Now nodeBuffer can be used directly with Node’s file system and networking modules.

💾 To Disk: Writing a Buffer to a File

The built-in fs (File System) module lets you read and write files. Its writeFile and writeFileSync methods accept Buffer objects directly.

buffer-write-file.js


import fs from 'fs';
 
// 1. Create our binary data in an ArrayBuffer.
const buffer = new ArrayBuffer(8);
const view = new DataView(buffer);
view.setUint32(0, 2024);    // Write a 4-byte integer.
view.setFloat32(4, 3.14);  // Write a 4-byte float.
 
// 2. Convert to a Node.js Buffer.
const nodeBuffer = Buffer.from(buffer);
 
// 3. Write the Buffer directly to a file.
try {
  fs.writeFileSync('data.bin', nodeBuffer);
  console.log('File saved successfully!');
} catch (err) {
  console.error('Error writing file:', err);
}
 
// To read it back:
// const dataFromFile = fs.readFileSync('data.bin');
// console.log(dataFromFile);

🌐 To the Network: Sending a Buffer over HTTP

Node.js’s http module allows you to create servers and clients that can send and receive binary data. When sending binary data, you can use the Buffer directly in the response.

buffer-server.js


import http from 'http';
 
// Create a simple HTTP server.

(Records taken from a dataset)
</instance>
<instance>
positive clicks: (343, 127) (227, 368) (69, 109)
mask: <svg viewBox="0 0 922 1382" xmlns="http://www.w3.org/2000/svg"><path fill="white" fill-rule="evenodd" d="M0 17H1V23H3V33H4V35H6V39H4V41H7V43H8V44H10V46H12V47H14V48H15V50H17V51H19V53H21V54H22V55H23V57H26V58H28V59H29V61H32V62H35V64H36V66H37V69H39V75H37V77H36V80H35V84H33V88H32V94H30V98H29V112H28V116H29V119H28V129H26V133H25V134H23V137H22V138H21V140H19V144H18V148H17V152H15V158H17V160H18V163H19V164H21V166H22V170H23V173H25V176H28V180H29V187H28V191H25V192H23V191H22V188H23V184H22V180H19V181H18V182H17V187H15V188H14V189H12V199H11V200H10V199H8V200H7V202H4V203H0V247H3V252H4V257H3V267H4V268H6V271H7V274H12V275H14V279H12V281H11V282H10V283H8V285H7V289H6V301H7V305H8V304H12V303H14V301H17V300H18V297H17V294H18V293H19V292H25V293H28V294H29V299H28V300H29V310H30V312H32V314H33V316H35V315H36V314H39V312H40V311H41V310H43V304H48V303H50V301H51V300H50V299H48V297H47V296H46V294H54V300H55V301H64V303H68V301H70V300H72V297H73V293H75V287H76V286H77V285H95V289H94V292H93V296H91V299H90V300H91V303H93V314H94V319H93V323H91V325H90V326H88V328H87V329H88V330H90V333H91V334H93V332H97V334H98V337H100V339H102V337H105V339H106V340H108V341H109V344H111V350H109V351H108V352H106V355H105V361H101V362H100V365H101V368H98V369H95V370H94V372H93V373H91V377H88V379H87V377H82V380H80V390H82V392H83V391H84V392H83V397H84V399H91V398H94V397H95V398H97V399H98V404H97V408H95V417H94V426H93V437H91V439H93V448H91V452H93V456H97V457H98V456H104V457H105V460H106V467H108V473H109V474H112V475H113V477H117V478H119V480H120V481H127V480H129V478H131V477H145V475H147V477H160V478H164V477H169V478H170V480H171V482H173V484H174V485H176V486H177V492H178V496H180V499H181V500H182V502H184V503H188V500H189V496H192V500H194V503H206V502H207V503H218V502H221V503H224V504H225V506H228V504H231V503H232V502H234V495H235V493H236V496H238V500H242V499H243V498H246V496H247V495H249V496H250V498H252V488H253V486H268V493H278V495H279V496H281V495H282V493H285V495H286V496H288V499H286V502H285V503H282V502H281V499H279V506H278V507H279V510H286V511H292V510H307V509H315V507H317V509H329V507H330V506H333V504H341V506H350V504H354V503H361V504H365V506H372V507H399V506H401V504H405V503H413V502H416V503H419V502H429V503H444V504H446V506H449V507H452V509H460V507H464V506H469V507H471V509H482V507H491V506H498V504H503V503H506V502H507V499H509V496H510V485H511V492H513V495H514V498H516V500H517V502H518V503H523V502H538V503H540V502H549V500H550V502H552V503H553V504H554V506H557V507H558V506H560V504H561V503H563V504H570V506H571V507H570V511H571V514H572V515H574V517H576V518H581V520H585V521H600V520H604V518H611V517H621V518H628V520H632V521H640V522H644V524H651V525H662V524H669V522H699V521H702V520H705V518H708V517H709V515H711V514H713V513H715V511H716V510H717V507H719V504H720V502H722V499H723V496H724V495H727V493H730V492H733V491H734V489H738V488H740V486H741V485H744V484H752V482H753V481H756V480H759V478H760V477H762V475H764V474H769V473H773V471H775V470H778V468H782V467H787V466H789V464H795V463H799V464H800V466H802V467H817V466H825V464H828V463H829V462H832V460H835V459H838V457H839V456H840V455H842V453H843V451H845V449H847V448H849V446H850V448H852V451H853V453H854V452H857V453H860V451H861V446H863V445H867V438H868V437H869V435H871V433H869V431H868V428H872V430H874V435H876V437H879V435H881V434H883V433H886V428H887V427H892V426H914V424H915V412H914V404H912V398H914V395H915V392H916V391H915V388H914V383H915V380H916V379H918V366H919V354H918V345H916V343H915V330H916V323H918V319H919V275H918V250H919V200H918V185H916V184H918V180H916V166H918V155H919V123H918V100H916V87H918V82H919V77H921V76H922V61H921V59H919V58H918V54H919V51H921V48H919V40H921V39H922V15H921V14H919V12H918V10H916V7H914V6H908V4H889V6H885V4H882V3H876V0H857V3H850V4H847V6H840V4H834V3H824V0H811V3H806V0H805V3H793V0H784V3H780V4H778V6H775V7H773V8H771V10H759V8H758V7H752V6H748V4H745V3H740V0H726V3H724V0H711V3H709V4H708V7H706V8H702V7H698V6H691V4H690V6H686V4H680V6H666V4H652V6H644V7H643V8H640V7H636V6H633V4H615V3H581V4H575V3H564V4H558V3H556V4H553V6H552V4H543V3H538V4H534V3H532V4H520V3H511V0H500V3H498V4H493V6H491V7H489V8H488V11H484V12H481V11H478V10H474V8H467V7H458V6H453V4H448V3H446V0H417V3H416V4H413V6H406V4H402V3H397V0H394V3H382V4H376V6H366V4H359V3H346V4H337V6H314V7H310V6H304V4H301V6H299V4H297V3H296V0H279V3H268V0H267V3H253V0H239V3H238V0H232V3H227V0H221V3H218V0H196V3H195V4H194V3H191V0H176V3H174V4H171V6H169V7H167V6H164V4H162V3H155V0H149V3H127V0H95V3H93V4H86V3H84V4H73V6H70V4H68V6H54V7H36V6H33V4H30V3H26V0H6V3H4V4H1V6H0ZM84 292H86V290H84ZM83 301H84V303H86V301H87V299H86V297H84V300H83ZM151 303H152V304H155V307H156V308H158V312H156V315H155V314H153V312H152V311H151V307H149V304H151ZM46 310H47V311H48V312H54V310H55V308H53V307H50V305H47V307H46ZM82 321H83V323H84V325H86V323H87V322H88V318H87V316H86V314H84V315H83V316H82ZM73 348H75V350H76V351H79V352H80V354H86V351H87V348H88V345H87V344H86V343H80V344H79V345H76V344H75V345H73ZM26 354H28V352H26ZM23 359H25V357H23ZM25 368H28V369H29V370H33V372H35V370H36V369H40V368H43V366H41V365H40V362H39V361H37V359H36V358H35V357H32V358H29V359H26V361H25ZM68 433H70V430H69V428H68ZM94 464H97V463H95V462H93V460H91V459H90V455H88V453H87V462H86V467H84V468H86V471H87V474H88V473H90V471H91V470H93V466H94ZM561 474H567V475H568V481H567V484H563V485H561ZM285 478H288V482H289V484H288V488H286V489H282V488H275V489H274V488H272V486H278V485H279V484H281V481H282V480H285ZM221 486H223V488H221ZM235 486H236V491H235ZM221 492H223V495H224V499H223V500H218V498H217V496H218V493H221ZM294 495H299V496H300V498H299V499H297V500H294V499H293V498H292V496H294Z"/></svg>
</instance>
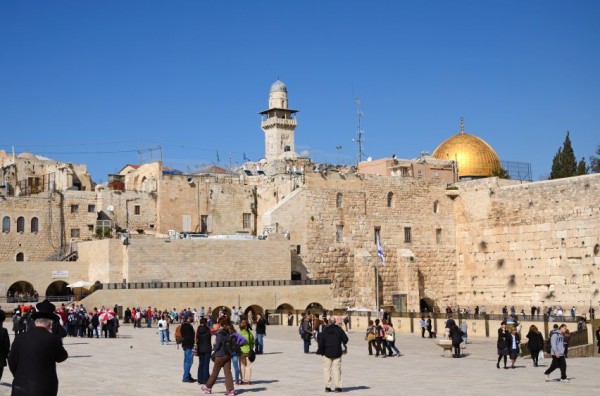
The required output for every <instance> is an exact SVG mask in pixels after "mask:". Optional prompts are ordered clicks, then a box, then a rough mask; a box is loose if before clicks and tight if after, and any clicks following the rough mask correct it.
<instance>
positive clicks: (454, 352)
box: [448, 322, 463, 358]
mask: <svg viewBox="0 0 600 396" xmlns="http://www.w3.org/2000/svg"><path fill="white" fill-rule="evenodd" d="M448 335H449V337H450V339H451V340H452V347H454V354H453V355H452V357H454V358H459V357H460V344H461V343H462V342H463V332H462V330H461V329H460V328H459V327H458V326H457V325H456V322H455V323H454V324H452V327H451V328H450V332H449V333H448Z"/></svg>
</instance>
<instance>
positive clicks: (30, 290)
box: [6, 281, 39, 303]
mask: <svg viewBox="0 0 600 396" xmlns="http://www.w3.org/2000/svg"><path fill="white" fill-rule="evenodd" d="M38 298H39V295H38V292H37V290H35V289H34V288H33V285H32V284H31V283H29V282H27V281H18V282H15V283H13V284H12V285H10V287H9V288H8V292H7V293H6V300H7V302H9V303H22V302H36V301H38Z"/></svg>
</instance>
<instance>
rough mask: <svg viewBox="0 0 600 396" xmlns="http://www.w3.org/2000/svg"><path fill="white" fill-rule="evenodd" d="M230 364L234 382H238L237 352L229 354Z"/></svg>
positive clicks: (238, 374)
mask: <svg viewBox="0 0 600 396" xmlns="http://www.w3.org/2000/svg"><path fill="white" fill-rule="evenodd" d="M231 365H232V366H233V372H234V377H235V382H236V383H238V382H239V381H240V359H239V358H238V355H237V353H234V354H233V355H231Z"/></svg>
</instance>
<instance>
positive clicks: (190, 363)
mask: <svg viewBox="0 0 600 396" xmlns="http://www.w3.org/2000/svg"><path fill="white" fill-rule="evenodd" d="M191 318H192V314H191V312H190V313H189V314H188V313H186V314H184V315H183V323H181V337H182V338H183V342H182V343H181V347H182V348H183V378H182V381H183V382H190V383H194V382H196V380H195V379H194V378H192V375H191V374H190V370H191V368H192V364H193V363H194V342H195V337H196V334H195V332H194V327H193V326H192V325H191V324H190V319H191Z"/></svg>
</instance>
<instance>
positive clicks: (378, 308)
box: [375, 261, 379, 319]
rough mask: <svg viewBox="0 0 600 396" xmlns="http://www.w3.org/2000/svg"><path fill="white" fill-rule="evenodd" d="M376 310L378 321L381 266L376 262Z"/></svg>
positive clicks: (375, 297)
mask: <svg viewBox="0 0 600 396" xmlns="http://www.w3.org/2000/svg"><path fill="white" fill-rule="evenodd" d="M375 300H376V301H375V309H377V319H379V264H377V261H375Z"/></svg>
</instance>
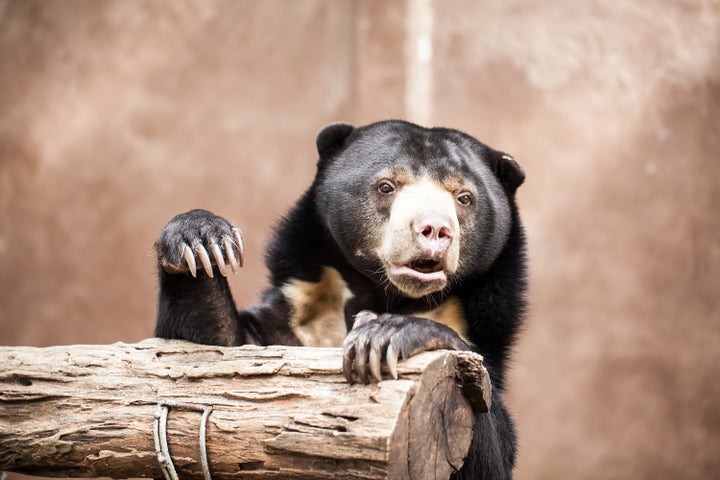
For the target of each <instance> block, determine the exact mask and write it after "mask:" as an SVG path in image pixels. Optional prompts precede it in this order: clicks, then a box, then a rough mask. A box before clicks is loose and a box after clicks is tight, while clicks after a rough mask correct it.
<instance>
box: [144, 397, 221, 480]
mask: <svg viewBox="0 0 720 480" xmlns="http://www.w3.org/2000/svg"><path fill="white" fill-rule="evenodd" d="M171 408H175V409H177V410H190V411H193V412H202V417H201V419H200V433H199V439H198V445H199V450H200V466H201V467H202V471H203V476H204V477H205V480H212V477H211V476H210V465H209V463H208V457H207V444H206V439H205V437H206V436H207V420H208V417H209V416H210V413H211V412H212V409H213V407H212V405H201V404H197V403H187V402H175V401H172V400H160V401H159V402H158V404H157V408H156V409H155V413H154V414H153V418H154V421H153V438H154V440H155V453H157V458H158V463H159V464H160V469H161V470H162V472H163V475H164V476H165V479H166V480H179V477H178V474H177V470H176V469H175V464H174V463H173V461H172V456H171V455H170V448H169V446H168V439H167V421H168V413H169V412H170V409H171Z"/></svg>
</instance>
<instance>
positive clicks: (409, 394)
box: [0, 339, 490, 480]
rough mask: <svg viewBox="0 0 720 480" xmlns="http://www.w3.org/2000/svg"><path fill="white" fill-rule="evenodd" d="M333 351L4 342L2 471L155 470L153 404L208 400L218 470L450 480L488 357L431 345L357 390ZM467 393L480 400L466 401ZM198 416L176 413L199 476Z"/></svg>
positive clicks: (376, 478)
mask: <svg viewBox="0 0 720 480" xmlns="http://www.w3.org/2000/svg"><path fill="white" fill-rule="evenodd" d="M341 359H342V356H341V351H340V350H339V349H335V348H302V347H275V346H274V347H252V346H245V347H234V348H224V347H215V346H206V345H197V344H192V343H188V342H182V341H168V340H160V339H149V340H145V341H143V342H140V343H137V344H123V343H117V344H113V345H96V346H92V345H76V346H59V347H48V348H31V347H1V348H0V471H1V470H6V471H13V472H19V473H25V474H30V475H43V476H58V477H99V476H103V477H113V478H128V477H161V476H162V475H163V474H162V471H161V468H160V465H159V462H158V454H157V452H156V447H155V441H154V437H153V431H154V425H155V413H156V412H157V411H158V402H159V401H161V400H168V401H170V402H190V403H192V404H200V405H211V406H212V412H211V413H210V415H209V417H208V418H207V431H206V433H205V435H204V439H205V443H206V450H207V457H208V465H209V469H210V473H211V475H212V478H214V479H216V480H221V479H240V478H242V479H245V478H247V479H260V478H287V479H330V478H333V479H345V478H347V479H350V478H359V479H380V478H387V479H431V478H443V479H446V478H448V477H449V476H450V474H451V473H452V472H454V471H455V470H457V469H459V468H460V467H461V466H462V463H463V458H464V456H465V454H466V453H467V451H468V448H469V445H470V440H471V437H472V425H473V419H474V414H473V410H474V411H483V410H487V408H488V407H489V399H490V382H489V380H488V378H489V377H488V375H487V372H486V370H485V368H484V367H483V365H482V357H480V356H479V355H476V354H474V353H471V352H448V351H437V352H428V353H424V354H421V355H417V356H415V357H413V358H411V359H410V360H408V361H406V362H401V363H400V365H399V375H400V378H399V379H398V380H385V381H382V382H380V383H377V384H371V385H349V384H348V383H347V382H346V381H345V380H344V378H343V377H342V373H341V371H342V360H341ZM471 400H472V403H471ZM201 417H202V414H201V412H199V411H190V410H186V409H180V408H170V409H169V413H168V419H167V431H168V435H167V439H168V444H169V451H170V454H171V458H172V461H173V462H174V465H175V468H176V469H177V471H178V473H179V475H180V478H182V479H200V478H203V472H202V468H201V467H202V465H201V463H202V462H201V461H200V453H199V452H200V440H199V436H200V425H201Z"/></svg>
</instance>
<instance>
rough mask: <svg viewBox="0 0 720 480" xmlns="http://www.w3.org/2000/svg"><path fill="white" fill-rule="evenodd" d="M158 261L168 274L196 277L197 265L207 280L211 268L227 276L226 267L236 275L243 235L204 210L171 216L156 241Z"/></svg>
mask: <svg viewBox="0 0 720 480" xmlns="http://www.w3.org/2000/svg"><path fill="white" fill-rule="evenodd" d="M155 250H156V252H157V255H158V261H159V262H160V265H161V266H162V267H163V269H164V270H165V271H166V272H168V273H173V274H174V273H190V274H191V275H192V276H193V277H196V276H197V262H198V260H199V261H200V264H201V267H202V269H203V270H204V271H205V273H207V275H208V276H209V277H211V278H212V277H213V265H215V266H217V268H218V270H219V271H220V274H221V275H223V276H227V274H228V266H229V267H230V268H231V269H232V271H233V272H235V273H237V271H238V269H239V268H240V267H242V264H243V255H244V247H243V240H242V234H241V233H240V229H239V228H237V227H236V226H235V225H233V224H232V222H229V221H228V220H225V219H224V218H222V217H219V216H217V215H215V214H213V213H211V212H208V211H207V210H191V211H189V212H186V213H181V214H180V215H177V216H175V217H173V219H172V220H170V221H169V222H168V224H167V225H166V226H165V228H163V230H162V232H161V233H160V236H159V237H158V239H157V240H156V241H155Z"/></svg>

What is being asked. Reproduce the Node.js Buffer passage starting at "The built-in fs" and ending at "a 4-byte float.", changing "4-byte" to "32-bit". The listing has no connection to the Node.js Buffer passage.

Result.
The built-in fs (File System) module lets you read and write files. Its writeFile and writeFileSync methods accept Buffer objects directly.

buffer-write-file.js


import fs from 'fs';
 
// 1. Create our binary data in an ArrayBuffer.
const buffer = new ArrayBuffer(8);
const view = new DataView(buffer);
view.setUint32(0, 2024);    // Write a 32-bit integer.
view.setFloat32(4, 3.14);  // Write a 32-bit float.